» Compiti richiesti
1. Trascrivi parola per parola il passo del testo su Meldola che va da "Antica via di" fino a "militare e amministrativo.".
2. Riassumi in due frasi il testo su Meldola.

» Estratto del documento
Antica via di comunicazione tra pianura padana e area transappenninica, strategica in età imperiale grazie all’acquedotto che convogliava su Ravenna le acque del fiume, la valle del Bidente ospitò la linea fortificata posta dall’Esarcato a difesa della capitale contro i Longobardi, che aveva a Meldola un centro militare e amministrativo.

Sotto il vescovo di Ravenna
Parte della ‘romanìola’ ex-bizantina donata al papa dai re franchi, questa area appartenne poi a lungo alla Chiesa di Ravenna; sotto la sua giurisdizione - come parte del plebato di Santa Maria amministrato da Castelnuovo - compare dal secolo XI anche il sito fortificato di Meldola o Mendola, impiantato in epoca incerta su una roccia a controllo della strada di fondovalle, e infeudato con il suo borgo ai conti di Bertinoro, poi a quelli di Castrocaro, e per qualche tempo anche all’abbazia forlimpopolese di San Rufillo.
Nel corso del medioevo Meldola divenne uno snodo fondamentale dell’articolazione bidentina - la ‘melior via’ per Roma - della Romea Germanica, che dal Brennero e dalle valli ferraresi-ravennati approdava sulla via Emilia; da Meldola, alla confluenza delle strade provenienti da Forlì e da Forlimpopoli, il percorso proseguiva per Cusercoli, Galeata e Santa Sofia, concludendosi ad Arezzo.

Tra guelfi e ghibellini: dagli Ordelaffi alla crociata albornoziana
La sua posizione fece di Meldola un tassello strategico della guerra permanente tra guelfi e ghibellini che nel corso del Duecento attraversò la Romagna, intrecciandosi con le contese per l’egemonia territoriale tra le principali città e le mire espansionistiche di Milano, Ferrara, Venezia e Firenze.
Entrata nella sfera della ghibellina Forlì, Meldola subì ripetuti assedi, passando più volte di mano. Nel 1283, nell’aspra fase seguita al riconoscimento della sovranità papale sulla Romagna da parte dell'Impero, fu l’ultimo rifugio di Guido da Montefeltro, il capo ribelle dei ghibellini romagnoli scacciato dalla città; dopo un duro assedio il Rettore papale Jean d’Eppes conquistò la rocca e la distrusse.
Dagli anni Trenta del Trecento i nuovi signori di Forlì, i ghibellini Ordelaffi, si ribellarono di nuovo al papa, conquistando nel giro di un ventennio importanti fortificazioni come Cesena, Castrocaro e Bertinoro. Memorabile fu il lungo assedio posto già nel 1335 alla rocca di Meldola con un imponente dispiegamento di macchine belliche, respinto solo grazie all’intervento di Firenze, e a prezzo di pesanti danni che richiesero importanti lavori di ripristino, ampliamento e fortificazione delle difese.

» Dati forniti

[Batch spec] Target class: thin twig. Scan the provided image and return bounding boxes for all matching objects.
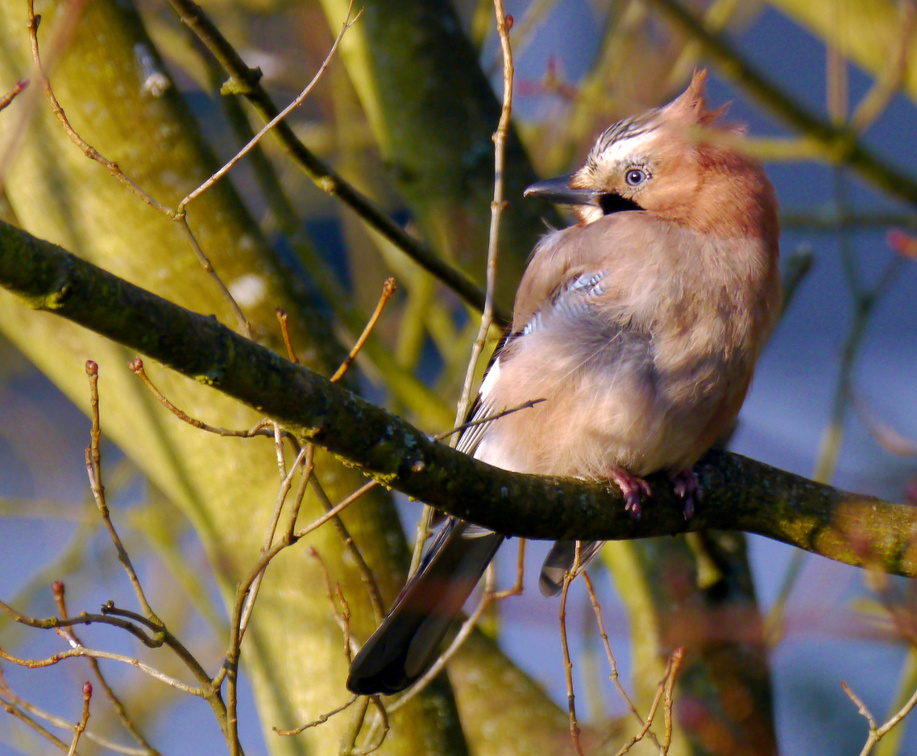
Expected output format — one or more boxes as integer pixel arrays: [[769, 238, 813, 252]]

» Soluzioni in ordine
1.
Antica via di comunicazione tra pianura padana e area transappenninica, strategica in età imperiale grazie all’acquedotto che convogliava su Ravenna le acque del fiume, la valle del Bidente ospitò la linea fortificata posta dall’Esarcato a difesa della capitale contro i Longobardi, che aveva a Meldola un centro militare e amministrativo.

2. Meldola, sito fortificato nella valle del Bidente soggetto dal secolo XI alla giurisdizione della Chiesa di Ravenna, divenne nel medioevo uno snodo fondamentale della Romea Germanica verso Roma. Per la sua posizione fu contesa tra guelfi e ghibellini: nel 1283 il Rettore papale Jean d'Eppes ne conquistò e distrusse la rocca, e nel 1335 la rocca resistette a un lungo assedio solo grazie all'intervento di Firenze.